** start of Records for the task **

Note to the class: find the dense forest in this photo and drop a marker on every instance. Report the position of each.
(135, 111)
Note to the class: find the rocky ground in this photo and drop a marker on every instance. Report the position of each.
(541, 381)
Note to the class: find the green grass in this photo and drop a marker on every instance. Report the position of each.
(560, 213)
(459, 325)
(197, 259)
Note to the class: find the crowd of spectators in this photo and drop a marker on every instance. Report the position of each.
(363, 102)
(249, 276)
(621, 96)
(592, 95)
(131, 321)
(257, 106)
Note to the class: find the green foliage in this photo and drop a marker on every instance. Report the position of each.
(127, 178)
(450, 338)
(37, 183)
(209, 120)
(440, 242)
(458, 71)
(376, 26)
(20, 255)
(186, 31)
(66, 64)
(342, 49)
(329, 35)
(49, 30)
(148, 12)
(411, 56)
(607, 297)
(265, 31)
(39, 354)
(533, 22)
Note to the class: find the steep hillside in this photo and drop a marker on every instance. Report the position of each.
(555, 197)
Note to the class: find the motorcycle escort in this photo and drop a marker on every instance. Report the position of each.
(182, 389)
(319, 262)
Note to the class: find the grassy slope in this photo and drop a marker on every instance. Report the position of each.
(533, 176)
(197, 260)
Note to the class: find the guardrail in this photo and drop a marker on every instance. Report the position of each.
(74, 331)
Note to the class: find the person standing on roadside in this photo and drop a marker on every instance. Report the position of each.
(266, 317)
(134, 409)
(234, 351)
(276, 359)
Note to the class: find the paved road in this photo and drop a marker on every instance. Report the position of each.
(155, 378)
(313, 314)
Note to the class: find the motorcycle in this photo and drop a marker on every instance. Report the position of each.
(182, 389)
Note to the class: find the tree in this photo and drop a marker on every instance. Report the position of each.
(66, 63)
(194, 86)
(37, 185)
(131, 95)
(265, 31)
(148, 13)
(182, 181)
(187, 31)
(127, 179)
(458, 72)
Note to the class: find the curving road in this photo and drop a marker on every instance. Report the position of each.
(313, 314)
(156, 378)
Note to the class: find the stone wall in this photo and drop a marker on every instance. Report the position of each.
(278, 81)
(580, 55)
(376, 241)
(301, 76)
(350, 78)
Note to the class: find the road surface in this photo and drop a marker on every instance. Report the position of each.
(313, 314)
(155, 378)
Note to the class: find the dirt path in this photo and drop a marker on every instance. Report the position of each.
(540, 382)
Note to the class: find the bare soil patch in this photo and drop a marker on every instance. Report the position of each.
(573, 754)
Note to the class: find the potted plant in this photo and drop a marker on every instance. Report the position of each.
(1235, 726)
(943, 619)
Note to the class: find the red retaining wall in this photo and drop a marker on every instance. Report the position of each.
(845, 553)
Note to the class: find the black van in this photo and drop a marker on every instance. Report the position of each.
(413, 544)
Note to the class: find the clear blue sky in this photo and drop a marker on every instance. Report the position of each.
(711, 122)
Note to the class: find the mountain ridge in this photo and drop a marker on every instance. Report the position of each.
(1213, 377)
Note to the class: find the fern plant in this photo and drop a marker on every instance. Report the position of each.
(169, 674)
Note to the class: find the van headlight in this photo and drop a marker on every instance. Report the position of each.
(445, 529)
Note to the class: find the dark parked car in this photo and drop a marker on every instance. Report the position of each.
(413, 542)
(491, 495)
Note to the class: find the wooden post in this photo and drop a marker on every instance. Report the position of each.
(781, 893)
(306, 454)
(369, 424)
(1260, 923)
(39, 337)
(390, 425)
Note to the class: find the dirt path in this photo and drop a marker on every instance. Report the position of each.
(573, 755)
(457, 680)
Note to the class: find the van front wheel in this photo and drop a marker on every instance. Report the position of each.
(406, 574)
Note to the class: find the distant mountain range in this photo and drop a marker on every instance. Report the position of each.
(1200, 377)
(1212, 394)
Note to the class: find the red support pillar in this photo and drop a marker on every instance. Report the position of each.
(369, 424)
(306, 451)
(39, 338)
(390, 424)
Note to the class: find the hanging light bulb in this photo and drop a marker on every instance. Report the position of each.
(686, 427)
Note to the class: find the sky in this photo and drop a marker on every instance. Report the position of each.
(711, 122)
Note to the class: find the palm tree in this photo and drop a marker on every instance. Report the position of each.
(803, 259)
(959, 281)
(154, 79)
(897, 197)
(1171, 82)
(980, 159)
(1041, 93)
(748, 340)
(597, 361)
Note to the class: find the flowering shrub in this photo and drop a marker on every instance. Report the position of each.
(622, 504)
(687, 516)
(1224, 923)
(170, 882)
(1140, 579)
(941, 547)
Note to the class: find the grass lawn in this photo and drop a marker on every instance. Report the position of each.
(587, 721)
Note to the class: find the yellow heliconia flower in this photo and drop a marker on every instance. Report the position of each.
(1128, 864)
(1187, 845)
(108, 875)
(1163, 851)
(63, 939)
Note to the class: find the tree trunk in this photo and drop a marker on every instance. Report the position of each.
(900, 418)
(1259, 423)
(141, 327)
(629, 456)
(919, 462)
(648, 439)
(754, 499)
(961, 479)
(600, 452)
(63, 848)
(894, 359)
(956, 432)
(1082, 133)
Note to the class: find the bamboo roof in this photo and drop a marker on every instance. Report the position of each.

** end of Records for the task **

● Problem to solve
Print the material verbatim, all of it.

● Solution
Note to the class: find the dense forest in this photo and drop a marker on every instance. Report the position of each.
(135, 111)
Note to the class: find the rocky ground in this photo and drop a marker on every instance. Report the position of each.
(541, 381)
Note to the class: find the green grass in this photo and drop a marker on every instance. Report the position of each.
(560, 213)
(459, 325)
(197, 259)
Note to the class: find the crowd of spectators in this photo and drop a marker on every instance. Report the position of each.
(363, 102)
(249, 276)
(621, 96)
(592, 95)
(131, 321)
(257, 106)
Note to the class: find the green foliage in this photo and drop a marker on every instance. Report the position of each.
(127, 178)
(450, 338)
(37, 183)
(209, 120)
(440, 242)
(458, 71)
(376, 26)
(20, 255)
(186, 31)
(66, 64)
(342, 49)
(329, 35)
(49, 30)
(148, 12)
(411, 56)
(607, 297)
(265, 31)
(39, 354)
(533, 22)
Note to the class: find the steep hillside in this photo and drop a marker on every instance. Report the position of each.
(555, 197)
Note to the class: find the motorcycle escort in this photo and drop a marker on every instance. Report the position of each.
(182, 389)
(319, 262)
Note to the class: find the grassy slope in this photo and drop a marker on every instance. Report the position of each.
(533, 176)
(197, 260)
Note to the class: find the guardrail in this photo and drop a marker on every instance. Report the position of each.
(74, 331)
Note to the class: find the person standing on roadside in this photo and drop a marker on every instance. Report the position of each.
(266, 317)
(134, 409)
(234, 351)
(276, 359)
Note to the class: find the paved road in this photo and drop a marker on every instance. Report the position of each.
(155, 378)
(313, 314)
Note to the class: find the motorcycle in this photo and drop a marker on every instance. Report the position of each.
(182, 389)
Note to the class: find the tree in this photo and drop a marker on every instance. Report the position of each.
(66, 63)
(194, 86)
(37, 185)
(131, 95)
(265, 31)
(148, 13)
(182, 181)
(187, 31)
(127, 179)
(458, 72)
Note to the class: find the curving road in this photo and drop a marker on every instance. Report the position of each.
(313, 314)
(156, 378)
Note to the class: find the stone wall in this photo and drop a marker on every instance. Report the position of each.
(278, 81)
(580, 55)
(376, 241)
(301, 76)
(350, 78)
Note to the class: find the road surface in this photo and drop a marker on every instance. Report the position of each.
(313, 314)
(155, 378)
Note to the class: find the dirt path in this photo and drop a marker on every instance. Report the position of each.
(540, 382)
Note to the class: find the bare soil patch in this photo and drop a marker on every instance. Report the position of each.
(573, 754)
Note to the class: find the potted plant in this photo and drop a marker on every instance. Report the position of each.
(1235, 726)
(943, 619)
Note to the class: find the red retaining wall in this photo and drop a marker on every instance. Report the position of each.
(845, 553)
Note to the class: find the black van in this photo and drop a marker on every instance. Report the position of each.
(413, 544)
Note to the class: find the clear blue sky in this photo and drop a marker on every instance. Report the position of each.
(711, 122)
Note to the class: find the mountain ridge in this photo and drop a marker on every instance. Report the position of each.
(1213, 377)
Note to the class: find the fern plant in this photo and drop a marker on every instance. Report the position of each.
(169, 674)
Note to the class: find the van headlight in this photo and drop a marker on every instance. Report the position of each.
(445, 529)
Note to the class: find the dark parked car in this photo and drop a marker on every instance. Report the position of each.
(413, 542)
(491, 495)
Note to the class: find the wooden post in this photo and drop a marker on every instance. Report the position of each.
(781, 893)
(306, 454)
(369, 424)
(1260, 923)
(39, 337)
(390, 425)
Note to the class: find the dirt path in this photo and drop a marker on every instance. Report the position of each.
(573, 755)
(457, 680)
Note to the class: find the van front wheel in this photo and drop a marker on every instance. Report the position of each.
(406, 574)
Note to the class: find the distant mountain range in this photo and drop a marker on every instance. Report the position of each.
(1200, 377)
(1212, 394)
Note to the class: find the red support pillar in this photo and drop a marker on every instance. Report the position of each.
(369, 424)
(306, 451)
(39, 338)
(390, 424)
Note to the class: find the hanging light bulb in this photo and drop a marker on every instance. Report the position of each.
(686, 427)
Note to the class: find the sky in this photo and drop a marker on every instance. Report the position of each.
(711, 122)
Note to the class: find the palm tree in this photo and drop a marker on every instance. Report the position of each.
(803, 259)
(959, 281)
(154, 79)
(897, 197)
(1171, 82)
(980, 159)
(1041, 93)
(748, 340)
(597, 361)
Note to the class: find the flowering shrub in this photo and drop a marker on every instance. Report the position of each.
(622, 504)
(687, 516)
(1224, 923)
(170, 882)
(1140, 579)
(941, 547)
Note to the class: find the grass lawn in this photo and drop a marker on every instance. Report the position of each.
(587, 721)
Note to the class: find the yellow heliconia flower in this photo and drop a marker on every instance. Report the position of each.
(1128, 864)
(1187, 845)
(108, 875)
(1163, 851)
(63, 939)
Note to the class: find the tree trunk in this photo and drop a marker on every instance. Report the position of each.
(900, 418)
(1259, 423)
(141, 327)
(629, 456)
(919, 462)
(648, 439)
(754, 499)
(961, 479)
(600, 452)
(63, 848)
(894, 359)
(956, 432)
(1082, 133)
Note to the class: find the bamboo roof in this photo and drop a marker on every instance. Report the position of each.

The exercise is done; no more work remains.